### GIVEN TEXT
%%
- Lucia, the mother: I realize now that I've never had any real interest in anything. I don't mean anything grand. Just the simple, everyday interest my husband takes in his work, or my son in his studies, or Odetta in family life. I've had nothing like that. I don't know how I lived with such emptiness, yet I did. If there was anything at all, some instinctive love of life, it has withering away - like a garden where no one ever goes. Actually, that void was filled with false and wretched values, an appalling jumble of misguided ideas. Now I see: You filled my life with a real and total interest. So by leaving, you're not destroying anything that was there before, except my chaste bourgeois reputation. Who cares about that?
- Paolo, the father: What are you reading?
- The Visitor: [Reading Rimbaud] "He was at his daily tasks and that stroke of goodness would take longer to come around again than a star. The Adorable One who'd appeared without my ever hoping he would has not returned and will never return again."
- Paolo, the father: You must have come here to destroy. The destruction you've caused in me couldn't be more complete. You've simply destroyed the idea I've always had of myself. Now I see absolutely nothing capable of giving me back my identity. What are you suggesting? A scandal tantamount to social suicide - a complete loss of myself? But how can this be for a man accustomed to believing in order, in the future, and above all in ownership?
- Pietro, the son: I no longer even recognize myself. What made me like the others has been destroyed. I was like everyone else, with many faults, perhaps, mine and those of the world around me. You made me different by taking me out of the natural order of things.
- [last lines]
- Emilia, the servant: Don't be afraid. I didn't come her to die but to weep. These are not tears of sorrow. No, they'll be a wellspring, but not a wellspring of suffering. Go on now. Go away.
- Factory Worker: The bourgeoisie will never turn all humanity into bourgeoisie.
%%
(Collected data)
%%
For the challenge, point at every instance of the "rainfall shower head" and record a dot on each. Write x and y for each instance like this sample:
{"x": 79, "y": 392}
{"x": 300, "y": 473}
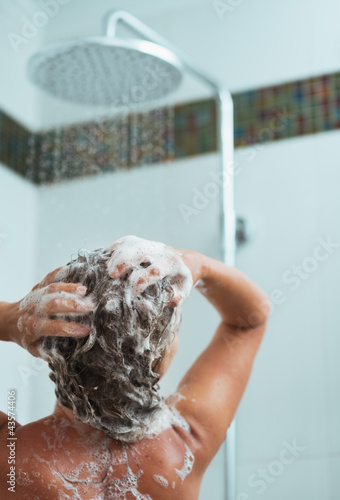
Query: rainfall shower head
{"x": 103, "y": 71}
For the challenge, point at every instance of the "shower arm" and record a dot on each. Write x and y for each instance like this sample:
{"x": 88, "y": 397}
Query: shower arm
{"x": 226, "y": 143}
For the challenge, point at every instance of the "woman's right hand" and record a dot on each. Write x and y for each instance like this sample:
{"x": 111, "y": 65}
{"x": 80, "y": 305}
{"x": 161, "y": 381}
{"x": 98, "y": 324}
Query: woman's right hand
{"x": 29, "y": 320}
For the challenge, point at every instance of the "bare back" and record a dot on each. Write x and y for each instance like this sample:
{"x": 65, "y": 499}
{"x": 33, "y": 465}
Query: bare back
{"x": 59, "y": 459}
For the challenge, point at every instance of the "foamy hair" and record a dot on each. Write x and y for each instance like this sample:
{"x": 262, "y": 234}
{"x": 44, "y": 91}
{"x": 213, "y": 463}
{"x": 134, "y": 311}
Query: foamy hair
{"x": 108, "y": 378}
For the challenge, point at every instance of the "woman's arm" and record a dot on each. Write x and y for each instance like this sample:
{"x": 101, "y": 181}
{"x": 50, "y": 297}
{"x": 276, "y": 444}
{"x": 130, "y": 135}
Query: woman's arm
{"x": 240, "y": 302}
{"x": 215, "y": 383}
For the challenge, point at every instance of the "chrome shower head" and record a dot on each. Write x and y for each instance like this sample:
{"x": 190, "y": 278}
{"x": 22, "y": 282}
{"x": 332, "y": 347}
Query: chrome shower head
{"x": 103, "y": 71}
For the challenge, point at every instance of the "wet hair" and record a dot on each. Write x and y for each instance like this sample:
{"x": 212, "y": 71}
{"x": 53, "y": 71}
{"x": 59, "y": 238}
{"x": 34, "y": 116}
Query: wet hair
{"x": 107, "y": 379}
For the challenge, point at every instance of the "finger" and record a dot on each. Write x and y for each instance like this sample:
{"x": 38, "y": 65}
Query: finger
{"x": 118, "y": 271}
{"x": 71, "y": 288}
{"x": 56, "y": 275}
{"x": 67, "y": 306}
{"x": 56, "y": 328}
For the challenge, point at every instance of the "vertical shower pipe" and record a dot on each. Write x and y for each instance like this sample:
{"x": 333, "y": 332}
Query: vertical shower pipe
{"x": 226, "y": 143}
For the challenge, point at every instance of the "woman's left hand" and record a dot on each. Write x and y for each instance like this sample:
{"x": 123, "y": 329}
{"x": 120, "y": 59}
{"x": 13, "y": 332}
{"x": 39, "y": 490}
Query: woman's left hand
{"x": 36, "y": 316}
{"x": 150, "y": 261}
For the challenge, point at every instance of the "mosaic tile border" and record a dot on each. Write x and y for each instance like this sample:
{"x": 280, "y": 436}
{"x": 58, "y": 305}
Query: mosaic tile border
{"x": 262, "y": 115}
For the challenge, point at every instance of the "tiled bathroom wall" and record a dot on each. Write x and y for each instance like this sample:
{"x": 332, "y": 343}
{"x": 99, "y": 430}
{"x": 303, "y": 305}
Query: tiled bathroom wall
{"x": 262, "y": 115}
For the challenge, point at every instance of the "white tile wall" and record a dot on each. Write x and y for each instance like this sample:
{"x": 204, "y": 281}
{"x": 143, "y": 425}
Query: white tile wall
{"x": 18, "y": 209}
{"x": 294, "y": 389}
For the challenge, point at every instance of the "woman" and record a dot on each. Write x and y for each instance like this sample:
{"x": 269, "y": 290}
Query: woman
{"x": 111, "y": 436}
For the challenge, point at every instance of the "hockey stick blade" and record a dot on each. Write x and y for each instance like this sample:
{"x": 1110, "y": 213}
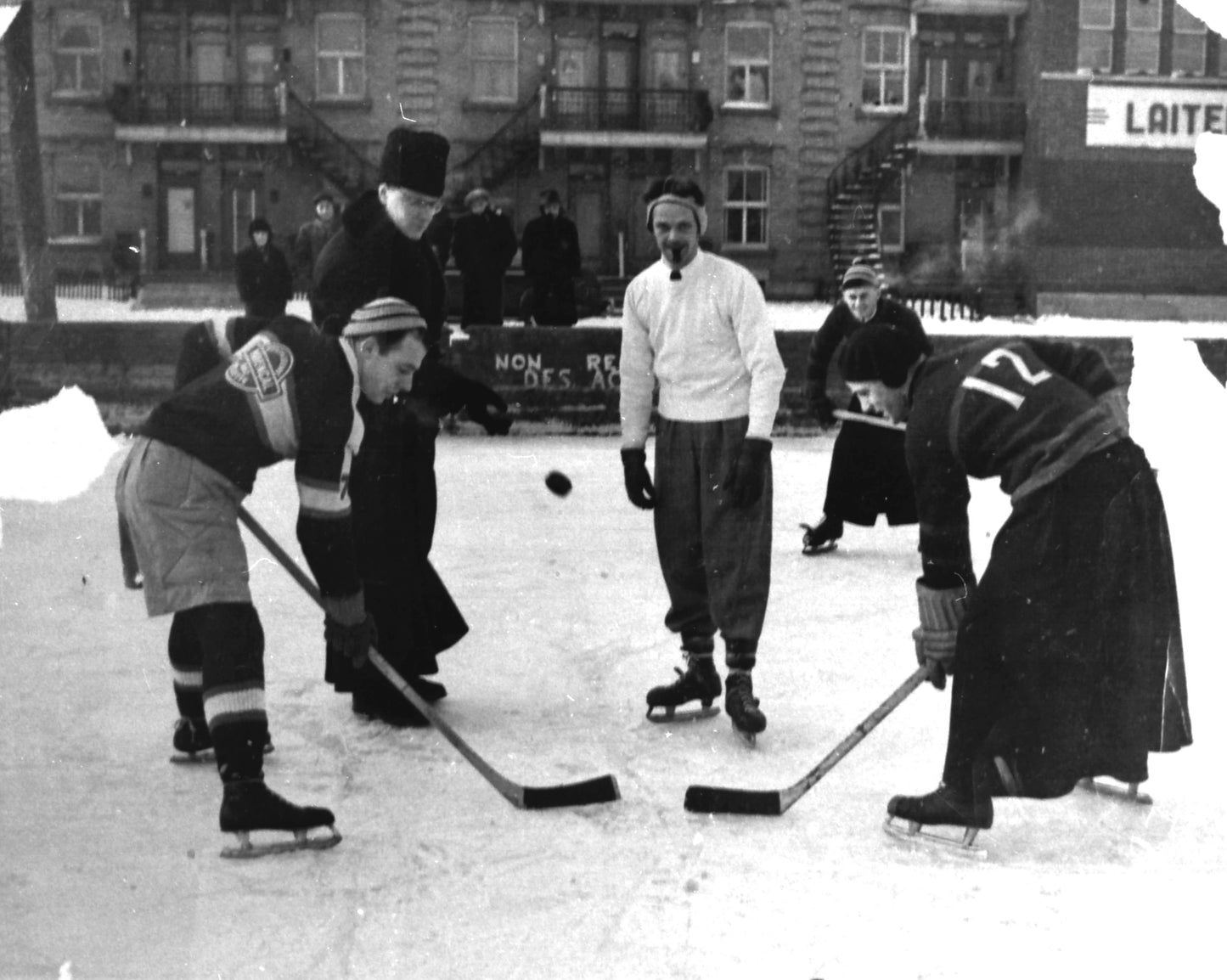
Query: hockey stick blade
{"x": 775, "y": 803}
{"x": 599, "y": 790}
{"x": 869, "y": 420}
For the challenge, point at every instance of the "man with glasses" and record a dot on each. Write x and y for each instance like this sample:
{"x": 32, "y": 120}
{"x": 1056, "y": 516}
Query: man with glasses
{"x": 380, "y": 251}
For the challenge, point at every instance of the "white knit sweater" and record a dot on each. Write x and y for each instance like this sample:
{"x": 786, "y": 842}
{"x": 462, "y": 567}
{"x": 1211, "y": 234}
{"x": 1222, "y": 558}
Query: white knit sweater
{"x": 707, "y": 340}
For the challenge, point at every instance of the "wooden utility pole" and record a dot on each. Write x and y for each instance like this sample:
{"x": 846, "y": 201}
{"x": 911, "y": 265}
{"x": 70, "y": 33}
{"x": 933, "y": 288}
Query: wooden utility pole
{"x": 37, "y": 273}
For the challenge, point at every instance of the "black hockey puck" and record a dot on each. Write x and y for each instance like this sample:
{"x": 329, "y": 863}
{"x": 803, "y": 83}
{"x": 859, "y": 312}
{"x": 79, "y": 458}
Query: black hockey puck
{"x": 559, "y": 483}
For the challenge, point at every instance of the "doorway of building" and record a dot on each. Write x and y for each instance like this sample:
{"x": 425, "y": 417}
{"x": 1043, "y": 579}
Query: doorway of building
{"x": 179, "y": 239}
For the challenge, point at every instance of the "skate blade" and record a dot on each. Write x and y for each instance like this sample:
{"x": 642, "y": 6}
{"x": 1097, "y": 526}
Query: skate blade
{"x": 672, "y": 715}
{"x": 1124, "y": 791}
{"x": 301, "y": 842}
{"x": 917, "y": 833}
{"x": 194, "y": 758}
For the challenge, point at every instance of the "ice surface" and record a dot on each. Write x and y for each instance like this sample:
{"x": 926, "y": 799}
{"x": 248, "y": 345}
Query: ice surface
{"x": 110, "y": 855}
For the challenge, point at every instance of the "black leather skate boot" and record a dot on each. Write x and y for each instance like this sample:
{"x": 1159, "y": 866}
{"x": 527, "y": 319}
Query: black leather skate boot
{"x": 742, "y": 706}
{"x": 698, "y": 682}
{"x": 943, "y": 806}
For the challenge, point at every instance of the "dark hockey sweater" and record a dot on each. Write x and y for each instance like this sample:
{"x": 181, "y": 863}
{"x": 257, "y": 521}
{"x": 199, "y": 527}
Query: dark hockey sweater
{"x": 289, "y": 392}
{"x": 1023, "y": 411}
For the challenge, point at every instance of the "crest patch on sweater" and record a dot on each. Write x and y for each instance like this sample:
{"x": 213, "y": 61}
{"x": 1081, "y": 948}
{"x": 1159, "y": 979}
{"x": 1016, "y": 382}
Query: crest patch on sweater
{"x": 261, "y": 369}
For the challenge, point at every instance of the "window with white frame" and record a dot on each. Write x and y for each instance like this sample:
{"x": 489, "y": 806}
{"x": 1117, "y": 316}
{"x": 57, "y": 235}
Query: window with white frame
{"x": 884, "y": 68}
{"x": 1143, "y": 22}
{"x": 77, "y": 198}
{"x": 1096, "y": 19}
{"x": 340, "y": 57}
{"x": 493, "y": 54}
{"x": 745, "y": 206}
{"x": 1188, "y": 43}
{"x": 747, "y": 64}
{"x": 77, "y": 53}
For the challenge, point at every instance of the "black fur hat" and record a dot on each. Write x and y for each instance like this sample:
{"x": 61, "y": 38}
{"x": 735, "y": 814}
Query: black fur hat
{"x": 415, "y": 160}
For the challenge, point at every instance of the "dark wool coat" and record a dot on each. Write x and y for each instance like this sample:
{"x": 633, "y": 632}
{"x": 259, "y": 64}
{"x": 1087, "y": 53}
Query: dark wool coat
{"x": 393, "y": 482}
{"x": 550, "y": 251}
{"x": 868, "y": 474}
{"x": 1069, "y": 660}
{"x": 264, "y": 281}
{"x": 484, "y": 247}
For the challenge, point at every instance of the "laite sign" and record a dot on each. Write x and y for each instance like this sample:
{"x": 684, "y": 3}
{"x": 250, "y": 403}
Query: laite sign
{"x": 1154, "y": 116}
%%
### LIST OF TASKS
1. Do these statements agree with the character quotes? (a) Paolo calls himself a man accustomed to believing in ownership. (b) Pietro says he was never like everyone else. (c) Emilia says her tears are tears of sorrow.
2. Print the part of the character quotes that begins at the words "- Pietro, the" and stops after "now. Go away.".
The listing is not needed.

### OUTPUTS
1.
(a) Yes: "a man accustomed to believing in order, in the future, and above all in ownership"
(b) No: "I was like everyone else"
(c) No: "These are not tears of sorrow."

2.
- Pietro, the son: I no longer even recognize myself. What made me like the others has been destroyed. I was like everyone else, with many faults, perhaps, mine and those of the world around me. You made me different by taking me out of the natural order of things.
- [last lines]
- Emilia, the servant: Don't be afraid. I didn't come her to die but to weep. These are not tears of sorrow. No, they'll be a wellspring, but not a wellspring of suffering. Go on now. Go away.